### PAGE TEXT
_____
I have a question and I'm hoping that someone with more experience can give some advice about my two girls...

 

Izzy came home to live with Miami, boy, and Thyme, girl, about two months ago. My two girls get along great. Aside from a warning snap here or there and a few communication growls, it has been smooth sailing. Neither bullies or dominates the other, they don't fight over toys, each of them takes turns standing their ground or backing down to each other while playing. They chase each other around the house and lay down and play bitey face. They even sleep together sometimes. Good stuff.

 

We don't have a real back yard and they generally get walked 4-5 times a day together. Sometimes, if Izzy needs to burn off a little steam, there is a smaller enclosed area in the neighborhood I take her to in the morning. So, once or twice a week, we take them to a large fully enclosed run that a local adoption group provides. Usually they chase each other or I throw the ball. Generally, they just have fun and we work on recall training.
_____
### MATERIAL SHOWN
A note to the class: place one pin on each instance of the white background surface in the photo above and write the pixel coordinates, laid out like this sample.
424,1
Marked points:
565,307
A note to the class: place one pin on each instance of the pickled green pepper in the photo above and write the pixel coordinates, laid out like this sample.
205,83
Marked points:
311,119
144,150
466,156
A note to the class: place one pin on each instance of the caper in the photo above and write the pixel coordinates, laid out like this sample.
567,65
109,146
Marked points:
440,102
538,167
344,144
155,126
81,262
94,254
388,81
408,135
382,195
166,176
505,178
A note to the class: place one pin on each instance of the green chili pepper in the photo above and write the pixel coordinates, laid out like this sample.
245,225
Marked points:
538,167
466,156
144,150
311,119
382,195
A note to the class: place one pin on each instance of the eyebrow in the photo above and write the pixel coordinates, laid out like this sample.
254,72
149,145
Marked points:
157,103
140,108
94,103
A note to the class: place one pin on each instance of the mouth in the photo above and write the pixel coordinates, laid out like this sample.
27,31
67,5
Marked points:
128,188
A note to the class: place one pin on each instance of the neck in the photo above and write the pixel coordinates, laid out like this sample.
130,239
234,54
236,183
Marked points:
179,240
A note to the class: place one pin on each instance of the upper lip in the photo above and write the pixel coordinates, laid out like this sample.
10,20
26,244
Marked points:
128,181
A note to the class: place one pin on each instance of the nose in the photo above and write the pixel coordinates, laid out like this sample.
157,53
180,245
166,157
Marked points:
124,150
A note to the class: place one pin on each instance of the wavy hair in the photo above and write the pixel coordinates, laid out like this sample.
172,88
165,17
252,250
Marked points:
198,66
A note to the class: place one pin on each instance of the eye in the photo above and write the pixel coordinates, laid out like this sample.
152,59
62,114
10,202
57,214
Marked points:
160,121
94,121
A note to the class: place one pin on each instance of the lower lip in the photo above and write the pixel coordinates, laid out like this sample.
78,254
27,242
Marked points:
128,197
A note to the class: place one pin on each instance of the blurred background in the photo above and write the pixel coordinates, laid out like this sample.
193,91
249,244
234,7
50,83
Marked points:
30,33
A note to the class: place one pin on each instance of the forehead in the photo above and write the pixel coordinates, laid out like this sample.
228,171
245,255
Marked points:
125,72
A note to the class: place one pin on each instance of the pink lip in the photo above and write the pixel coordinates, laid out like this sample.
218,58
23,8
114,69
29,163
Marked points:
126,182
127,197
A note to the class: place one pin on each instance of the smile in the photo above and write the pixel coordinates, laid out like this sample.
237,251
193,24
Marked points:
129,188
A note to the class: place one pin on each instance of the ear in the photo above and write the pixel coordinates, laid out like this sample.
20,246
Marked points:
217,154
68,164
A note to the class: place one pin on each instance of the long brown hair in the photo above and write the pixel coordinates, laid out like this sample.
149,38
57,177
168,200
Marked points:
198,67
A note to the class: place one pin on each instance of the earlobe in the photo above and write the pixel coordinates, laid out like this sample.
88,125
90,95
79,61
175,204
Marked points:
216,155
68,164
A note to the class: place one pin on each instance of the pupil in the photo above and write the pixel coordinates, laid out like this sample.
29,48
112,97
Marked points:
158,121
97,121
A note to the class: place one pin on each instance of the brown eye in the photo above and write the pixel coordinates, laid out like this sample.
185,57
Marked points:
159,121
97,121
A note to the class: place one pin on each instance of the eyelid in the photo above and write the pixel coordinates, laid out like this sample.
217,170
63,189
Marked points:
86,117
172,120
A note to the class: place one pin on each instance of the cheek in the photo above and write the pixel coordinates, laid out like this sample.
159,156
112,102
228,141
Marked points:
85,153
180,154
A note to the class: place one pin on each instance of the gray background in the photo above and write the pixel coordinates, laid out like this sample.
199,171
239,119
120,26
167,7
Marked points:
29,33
_____
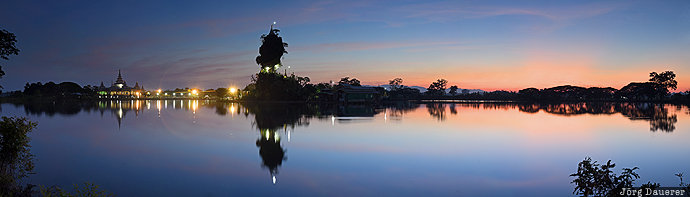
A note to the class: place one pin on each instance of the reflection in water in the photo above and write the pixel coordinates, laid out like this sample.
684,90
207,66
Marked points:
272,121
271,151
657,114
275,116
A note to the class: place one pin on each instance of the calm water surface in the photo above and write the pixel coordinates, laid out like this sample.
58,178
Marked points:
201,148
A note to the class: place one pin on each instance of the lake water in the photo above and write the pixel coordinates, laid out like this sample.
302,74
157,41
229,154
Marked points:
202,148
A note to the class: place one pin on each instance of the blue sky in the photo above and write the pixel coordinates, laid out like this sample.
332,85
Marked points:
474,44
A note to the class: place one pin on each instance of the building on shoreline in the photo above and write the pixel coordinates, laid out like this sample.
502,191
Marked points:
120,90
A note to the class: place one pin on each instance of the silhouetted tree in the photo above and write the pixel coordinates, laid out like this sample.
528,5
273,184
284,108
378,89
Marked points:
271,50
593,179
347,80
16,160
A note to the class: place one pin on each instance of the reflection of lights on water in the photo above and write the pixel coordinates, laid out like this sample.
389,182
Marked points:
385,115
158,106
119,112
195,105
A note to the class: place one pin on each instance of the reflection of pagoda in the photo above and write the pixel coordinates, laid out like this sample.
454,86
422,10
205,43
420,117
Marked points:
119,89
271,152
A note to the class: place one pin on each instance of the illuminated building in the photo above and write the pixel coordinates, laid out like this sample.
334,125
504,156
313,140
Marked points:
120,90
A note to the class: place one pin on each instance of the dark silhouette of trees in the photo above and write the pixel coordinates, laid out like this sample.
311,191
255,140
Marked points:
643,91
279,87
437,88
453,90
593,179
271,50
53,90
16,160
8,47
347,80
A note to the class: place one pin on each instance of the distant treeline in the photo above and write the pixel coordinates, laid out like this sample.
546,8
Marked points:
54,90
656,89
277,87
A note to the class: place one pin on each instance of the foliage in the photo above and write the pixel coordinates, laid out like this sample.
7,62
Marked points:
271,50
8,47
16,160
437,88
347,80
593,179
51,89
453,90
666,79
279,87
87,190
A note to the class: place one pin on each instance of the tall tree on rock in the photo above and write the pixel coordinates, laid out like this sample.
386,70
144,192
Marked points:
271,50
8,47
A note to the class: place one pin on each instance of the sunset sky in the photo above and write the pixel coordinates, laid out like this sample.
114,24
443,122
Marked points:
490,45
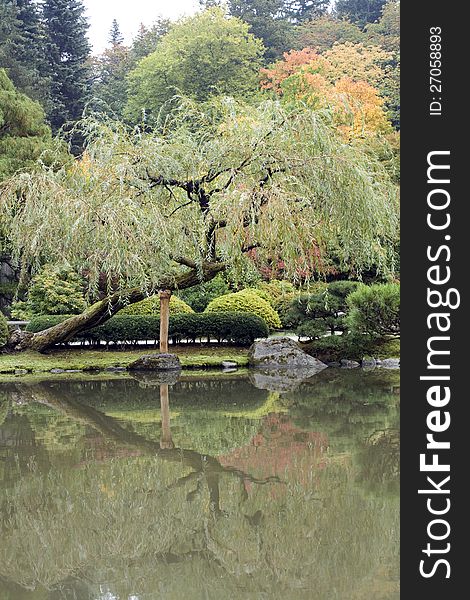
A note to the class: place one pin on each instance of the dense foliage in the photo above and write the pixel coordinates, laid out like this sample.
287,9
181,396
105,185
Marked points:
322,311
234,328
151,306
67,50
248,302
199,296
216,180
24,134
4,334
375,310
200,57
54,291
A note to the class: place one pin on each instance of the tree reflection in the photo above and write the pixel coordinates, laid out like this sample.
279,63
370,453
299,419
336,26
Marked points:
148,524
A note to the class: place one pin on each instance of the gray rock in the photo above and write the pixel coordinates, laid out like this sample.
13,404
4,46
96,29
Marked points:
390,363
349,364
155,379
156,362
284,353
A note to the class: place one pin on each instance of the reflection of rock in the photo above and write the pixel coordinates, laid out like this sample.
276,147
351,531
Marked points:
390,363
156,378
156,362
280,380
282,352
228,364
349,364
_____
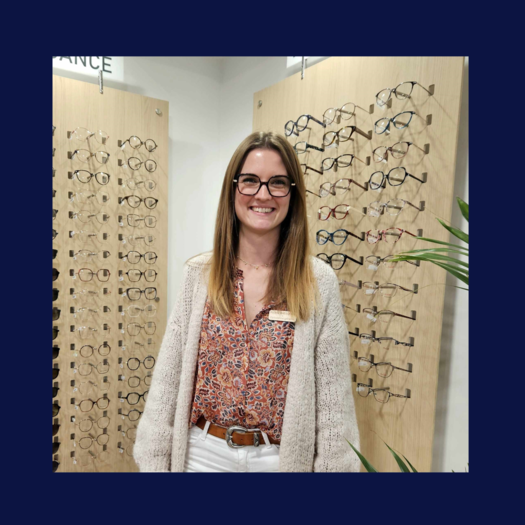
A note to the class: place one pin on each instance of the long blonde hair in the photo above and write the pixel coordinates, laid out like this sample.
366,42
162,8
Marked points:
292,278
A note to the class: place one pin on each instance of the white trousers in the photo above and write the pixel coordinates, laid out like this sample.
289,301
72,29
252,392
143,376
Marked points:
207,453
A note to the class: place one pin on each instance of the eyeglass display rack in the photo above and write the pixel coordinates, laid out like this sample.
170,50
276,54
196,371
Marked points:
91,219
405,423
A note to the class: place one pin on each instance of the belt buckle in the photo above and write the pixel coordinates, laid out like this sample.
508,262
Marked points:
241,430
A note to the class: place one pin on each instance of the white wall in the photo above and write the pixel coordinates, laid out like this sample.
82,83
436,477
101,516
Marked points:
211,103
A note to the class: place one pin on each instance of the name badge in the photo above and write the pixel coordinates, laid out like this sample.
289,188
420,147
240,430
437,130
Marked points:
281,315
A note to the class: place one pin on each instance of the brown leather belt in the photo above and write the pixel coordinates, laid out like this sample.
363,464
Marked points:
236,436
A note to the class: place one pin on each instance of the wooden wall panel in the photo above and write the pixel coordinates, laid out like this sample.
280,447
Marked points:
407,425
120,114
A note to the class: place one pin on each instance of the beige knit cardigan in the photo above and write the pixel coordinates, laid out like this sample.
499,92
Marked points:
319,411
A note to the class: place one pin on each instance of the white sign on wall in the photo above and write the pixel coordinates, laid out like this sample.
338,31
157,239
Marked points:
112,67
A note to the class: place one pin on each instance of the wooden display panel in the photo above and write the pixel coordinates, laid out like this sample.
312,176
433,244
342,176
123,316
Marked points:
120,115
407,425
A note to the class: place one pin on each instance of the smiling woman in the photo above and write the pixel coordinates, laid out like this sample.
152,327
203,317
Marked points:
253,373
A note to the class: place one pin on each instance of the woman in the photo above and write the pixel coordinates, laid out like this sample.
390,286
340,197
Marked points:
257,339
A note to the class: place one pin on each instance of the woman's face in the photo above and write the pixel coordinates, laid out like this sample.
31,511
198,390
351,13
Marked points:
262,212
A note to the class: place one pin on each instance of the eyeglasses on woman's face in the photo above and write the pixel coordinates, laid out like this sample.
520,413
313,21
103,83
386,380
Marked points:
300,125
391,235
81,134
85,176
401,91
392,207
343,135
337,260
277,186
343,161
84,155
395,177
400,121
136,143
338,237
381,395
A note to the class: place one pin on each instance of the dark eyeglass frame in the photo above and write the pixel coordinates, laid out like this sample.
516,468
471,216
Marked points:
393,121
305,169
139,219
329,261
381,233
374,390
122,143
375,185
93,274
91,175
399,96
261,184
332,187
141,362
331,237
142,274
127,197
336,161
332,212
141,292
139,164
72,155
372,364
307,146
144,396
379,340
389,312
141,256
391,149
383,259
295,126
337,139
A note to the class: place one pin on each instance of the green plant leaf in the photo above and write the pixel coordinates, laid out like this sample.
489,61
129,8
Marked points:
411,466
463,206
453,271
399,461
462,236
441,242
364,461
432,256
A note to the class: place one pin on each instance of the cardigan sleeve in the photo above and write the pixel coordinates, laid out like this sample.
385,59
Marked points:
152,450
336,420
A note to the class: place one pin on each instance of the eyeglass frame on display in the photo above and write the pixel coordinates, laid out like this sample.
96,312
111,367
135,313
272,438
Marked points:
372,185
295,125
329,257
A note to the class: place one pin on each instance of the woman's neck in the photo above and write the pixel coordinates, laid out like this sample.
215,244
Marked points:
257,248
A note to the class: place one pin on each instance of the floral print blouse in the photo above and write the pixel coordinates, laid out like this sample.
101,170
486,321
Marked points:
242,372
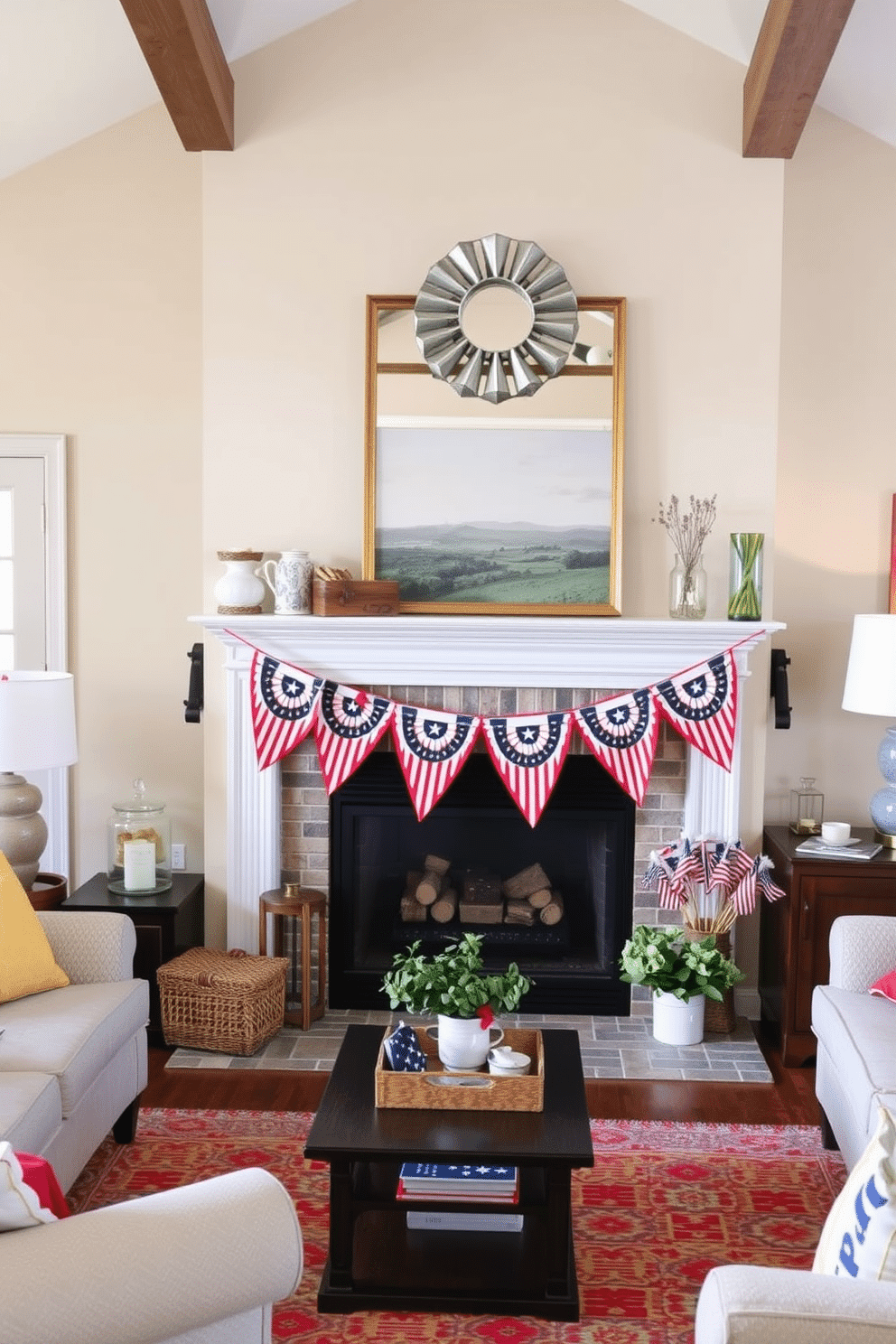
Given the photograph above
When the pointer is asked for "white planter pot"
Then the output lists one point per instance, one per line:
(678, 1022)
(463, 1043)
_____
In the account of the two girls, reproduce the passage that begins with the words "Izzy came home" and ends with "sometimes. Good stuff.", substituting "tug-of-war" for "bitey face".

### RESPONSE TO THIS TASK
Izzy came home to live with Miami, boy, and Thyme, girl, about two months ago. My two girls get along great. Aside from a warning snap here or there and a few communication growls, it has been smooth sailing. Neither bullies or dominates the other, they don't fight over toys, each of them takes turns standing their ground or backing down to each other while playing. They chase each other around the house and lay down and play tug-of-war. They even sleep together sometimes. Good stuff.